__Work to complete__.
1 – Please explain, in one to three sentences, why the passage on flame-retardant polyurethane foams says melamine is often used in these foams.
2 – Resume the passage on flame-retardant polyurethane foams, starting after its last sentence.

*** Text provided

Melamine is often utilized in polyurethane foams because of its stable triazine ring and high nitrogen content, and it can increase not only the fire retardancy of the polyurethane foam, but also the smoke suppression during foam combustion.^15,16 Nevertheless, a high melamine loading can lead to a reduction of the mechanical strength of RPUFs and an increase of the viscosity of the foaming solution. Recently, Liu et al. and Wang et al. developed urea–melamine–formaldehyde (UMF) and melamine–formaldehyde (MF) foams with excellent flame retardancy, respectively.^17,18 However, their applications in RPUFs can be restricted by the high water content.

In this study, a series of ethylene glycol modified urea–melamine–formaldehyde resins (EUMFs) were synthesized from urea, melamine, paraformaldehyde and ethylene glycol, and then incorporated into RPUFs as a reactive-type liquid flame retardant. The effects of EUMFs, as well as the melamine loading in EUMFs, on the cell morphology, compressive strength, flammability, fire behavior and thermal stability of RPUFs were investigated.

******
*** Items

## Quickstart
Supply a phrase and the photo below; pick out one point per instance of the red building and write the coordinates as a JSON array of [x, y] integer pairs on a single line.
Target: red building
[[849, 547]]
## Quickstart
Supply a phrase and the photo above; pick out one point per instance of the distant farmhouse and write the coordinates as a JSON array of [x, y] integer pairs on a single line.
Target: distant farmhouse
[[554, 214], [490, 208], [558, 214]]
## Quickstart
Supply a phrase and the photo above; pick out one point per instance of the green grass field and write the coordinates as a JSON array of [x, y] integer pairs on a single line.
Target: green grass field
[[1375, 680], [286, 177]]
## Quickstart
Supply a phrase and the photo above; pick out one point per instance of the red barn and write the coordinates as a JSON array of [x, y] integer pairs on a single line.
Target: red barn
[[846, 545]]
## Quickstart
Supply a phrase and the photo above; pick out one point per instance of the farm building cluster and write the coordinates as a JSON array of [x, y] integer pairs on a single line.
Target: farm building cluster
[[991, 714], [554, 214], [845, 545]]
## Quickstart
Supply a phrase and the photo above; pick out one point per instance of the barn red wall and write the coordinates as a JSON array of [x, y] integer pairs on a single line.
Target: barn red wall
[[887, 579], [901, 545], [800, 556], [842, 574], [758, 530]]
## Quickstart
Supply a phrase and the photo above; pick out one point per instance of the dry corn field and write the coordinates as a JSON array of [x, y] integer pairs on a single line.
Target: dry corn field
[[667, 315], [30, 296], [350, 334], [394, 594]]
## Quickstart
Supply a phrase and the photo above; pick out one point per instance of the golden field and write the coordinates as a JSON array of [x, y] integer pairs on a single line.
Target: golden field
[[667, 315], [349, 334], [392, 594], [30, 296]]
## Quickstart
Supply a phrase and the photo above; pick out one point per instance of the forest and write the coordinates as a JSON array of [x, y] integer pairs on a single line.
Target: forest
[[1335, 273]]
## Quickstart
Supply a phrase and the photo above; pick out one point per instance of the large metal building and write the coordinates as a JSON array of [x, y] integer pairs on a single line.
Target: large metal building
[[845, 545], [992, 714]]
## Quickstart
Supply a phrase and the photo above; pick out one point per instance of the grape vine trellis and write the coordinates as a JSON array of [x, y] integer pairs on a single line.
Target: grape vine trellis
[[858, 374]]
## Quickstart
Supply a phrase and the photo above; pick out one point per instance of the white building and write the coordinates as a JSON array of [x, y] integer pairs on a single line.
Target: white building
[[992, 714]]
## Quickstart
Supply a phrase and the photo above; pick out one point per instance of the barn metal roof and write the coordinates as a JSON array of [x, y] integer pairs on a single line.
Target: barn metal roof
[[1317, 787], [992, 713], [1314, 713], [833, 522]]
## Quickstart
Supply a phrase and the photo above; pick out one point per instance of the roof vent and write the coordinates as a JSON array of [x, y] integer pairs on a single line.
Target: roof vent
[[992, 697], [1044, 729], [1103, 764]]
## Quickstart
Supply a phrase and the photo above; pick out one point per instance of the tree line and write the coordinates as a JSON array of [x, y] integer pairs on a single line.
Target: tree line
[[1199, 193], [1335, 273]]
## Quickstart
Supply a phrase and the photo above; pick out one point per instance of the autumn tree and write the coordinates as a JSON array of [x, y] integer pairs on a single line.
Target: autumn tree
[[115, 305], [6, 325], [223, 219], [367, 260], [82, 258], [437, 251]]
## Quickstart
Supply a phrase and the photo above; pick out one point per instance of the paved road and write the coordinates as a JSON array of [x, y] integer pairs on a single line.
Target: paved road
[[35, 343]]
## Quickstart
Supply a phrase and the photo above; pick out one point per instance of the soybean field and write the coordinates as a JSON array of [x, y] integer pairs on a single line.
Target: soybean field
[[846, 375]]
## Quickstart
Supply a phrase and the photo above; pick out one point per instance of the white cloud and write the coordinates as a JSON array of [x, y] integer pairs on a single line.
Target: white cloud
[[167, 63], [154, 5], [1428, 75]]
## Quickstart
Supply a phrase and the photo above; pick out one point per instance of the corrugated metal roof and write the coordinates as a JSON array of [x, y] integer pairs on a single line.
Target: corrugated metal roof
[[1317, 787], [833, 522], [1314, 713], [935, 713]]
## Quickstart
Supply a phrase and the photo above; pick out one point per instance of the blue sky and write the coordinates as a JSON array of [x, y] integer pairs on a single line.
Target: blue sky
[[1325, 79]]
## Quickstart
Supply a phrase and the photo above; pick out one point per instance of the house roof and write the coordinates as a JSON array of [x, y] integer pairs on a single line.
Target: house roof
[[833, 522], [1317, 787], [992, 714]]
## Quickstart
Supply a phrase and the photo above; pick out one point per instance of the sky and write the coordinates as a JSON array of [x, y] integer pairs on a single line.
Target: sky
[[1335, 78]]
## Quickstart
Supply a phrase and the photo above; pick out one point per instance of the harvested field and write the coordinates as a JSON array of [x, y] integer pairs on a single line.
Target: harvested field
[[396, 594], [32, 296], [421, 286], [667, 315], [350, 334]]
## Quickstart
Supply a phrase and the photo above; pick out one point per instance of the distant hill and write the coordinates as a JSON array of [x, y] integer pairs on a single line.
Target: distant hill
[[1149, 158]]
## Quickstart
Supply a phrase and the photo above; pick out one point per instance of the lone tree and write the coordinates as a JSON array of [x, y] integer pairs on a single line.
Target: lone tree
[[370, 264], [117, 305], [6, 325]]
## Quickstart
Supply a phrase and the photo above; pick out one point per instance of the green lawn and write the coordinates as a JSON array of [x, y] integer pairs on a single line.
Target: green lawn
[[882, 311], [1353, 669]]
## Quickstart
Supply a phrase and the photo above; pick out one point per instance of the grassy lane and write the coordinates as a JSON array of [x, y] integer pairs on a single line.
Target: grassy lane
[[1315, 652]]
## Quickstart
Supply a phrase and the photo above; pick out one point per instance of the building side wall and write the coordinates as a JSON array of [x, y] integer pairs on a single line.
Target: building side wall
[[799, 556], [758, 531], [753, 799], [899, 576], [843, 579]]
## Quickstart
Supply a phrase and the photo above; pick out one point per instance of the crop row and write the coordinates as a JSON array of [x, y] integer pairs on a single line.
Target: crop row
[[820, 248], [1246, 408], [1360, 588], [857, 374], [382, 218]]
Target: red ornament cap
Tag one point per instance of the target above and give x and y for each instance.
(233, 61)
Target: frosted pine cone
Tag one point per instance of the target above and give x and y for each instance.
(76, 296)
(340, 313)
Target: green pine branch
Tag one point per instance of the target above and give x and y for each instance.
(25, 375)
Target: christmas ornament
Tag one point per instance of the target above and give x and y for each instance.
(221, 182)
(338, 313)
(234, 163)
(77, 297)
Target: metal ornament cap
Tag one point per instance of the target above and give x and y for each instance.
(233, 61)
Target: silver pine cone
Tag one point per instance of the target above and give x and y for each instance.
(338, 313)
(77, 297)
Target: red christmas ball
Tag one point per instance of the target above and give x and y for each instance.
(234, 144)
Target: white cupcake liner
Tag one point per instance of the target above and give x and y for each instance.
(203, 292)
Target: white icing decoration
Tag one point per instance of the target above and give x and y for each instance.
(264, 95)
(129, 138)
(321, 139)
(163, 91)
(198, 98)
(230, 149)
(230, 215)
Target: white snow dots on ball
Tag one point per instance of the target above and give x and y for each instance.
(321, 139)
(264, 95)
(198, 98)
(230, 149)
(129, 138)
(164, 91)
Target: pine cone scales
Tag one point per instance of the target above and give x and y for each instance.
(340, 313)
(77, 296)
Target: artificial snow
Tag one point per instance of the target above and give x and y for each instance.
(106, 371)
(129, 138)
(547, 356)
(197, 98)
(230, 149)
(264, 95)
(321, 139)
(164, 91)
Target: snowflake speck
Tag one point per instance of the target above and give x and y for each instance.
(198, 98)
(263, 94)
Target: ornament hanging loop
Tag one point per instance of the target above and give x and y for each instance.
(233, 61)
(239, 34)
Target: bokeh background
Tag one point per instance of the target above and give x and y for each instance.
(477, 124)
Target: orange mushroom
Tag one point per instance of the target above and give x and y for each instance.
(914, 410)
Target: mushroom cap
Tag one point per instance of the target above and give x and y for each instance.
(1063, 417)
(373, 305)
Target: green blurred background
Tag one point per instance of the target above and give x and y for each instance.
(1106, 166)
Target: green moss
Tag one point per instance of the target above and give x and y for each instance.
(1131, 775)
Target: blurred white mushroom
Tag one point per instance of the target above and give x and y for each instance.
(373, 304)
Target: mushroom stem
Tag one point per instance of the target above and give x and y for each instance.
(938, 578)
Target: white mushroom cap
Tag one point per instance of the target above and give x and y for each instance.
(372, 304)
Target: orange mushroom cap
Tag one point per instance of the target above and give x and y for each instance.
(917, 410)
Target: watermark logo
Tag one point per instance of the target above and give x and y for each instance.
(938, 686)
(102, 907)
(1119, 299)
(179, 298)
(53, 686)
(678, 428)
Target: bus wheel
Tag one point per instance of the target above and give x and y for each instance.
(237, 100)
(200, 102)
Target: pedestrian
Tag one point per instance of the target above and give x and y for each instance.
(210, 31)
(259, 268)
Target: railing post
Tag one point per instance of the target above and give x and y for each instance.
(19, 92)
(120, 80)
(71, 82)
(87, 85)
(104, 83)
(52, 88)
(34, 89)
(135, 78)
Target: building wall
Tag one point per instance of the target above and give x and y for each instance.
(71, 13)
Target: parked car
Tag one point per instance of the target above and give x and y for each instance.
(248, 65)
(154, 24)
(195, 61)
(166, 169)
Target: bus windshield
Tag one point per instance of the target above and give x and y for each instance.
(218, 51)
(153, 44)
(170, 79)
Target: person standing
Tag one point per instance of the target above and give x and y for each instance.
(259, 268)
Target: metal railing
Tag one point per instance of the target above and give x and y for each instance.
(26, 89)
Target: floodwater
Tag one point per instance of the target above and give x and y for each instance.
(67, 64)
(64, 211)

******

__Outputs for the tasks__.
1 – Melamine is often used in polyurethane foams because of its stable triazine ring and high nitrogen content. These properties let it increase the foam's fire retardancy and also suppress smoke when the foam burns.

2 –
2. Experimental

2.1. Materials

LY-4110 polyether polyol (hydroxyl value: 430 mg KOH per g; viscosity at 25 °C: 2500 mPa s) was purchased from Jiangsu Luyuan New Material Co., Ltd., (Jiangsu, China). LCN-403 polyether polyol (hydroxyl value: 730–780 mg KOH per g; viscosity at 25 °C: 20 000–50 000 mPa s) was purchased from Shandong Lianchuang Energy Saving New Materials Co., Ltd., (Shandong, China). Silicone surfactant (AK-8805) was purchased from Jiangsu Meiside Chemical Co., Ltd., (Jiangsu, China). Polyarylpolymethyleneisocyanate (PAPI) (NCO%: 34.0–35.0; average functionality: 2.8, viscosity at 25 °C: 200 mPa s) was purchased from Wanhua Chemical Group Co., Ltd., (Hubei, China). Ethylene glycol, paraformaldehyde, melamine, urea, N,N-dimethylcyclohexylamine (PC-8), tris(2-hydroxyethyl)amine (TEOA), diethanolamine (DEA) and ammonium chloride (NH₄Cl) were purchased from Sinopharm Chemical Reagent Co., Ltd., (Shanghai, China).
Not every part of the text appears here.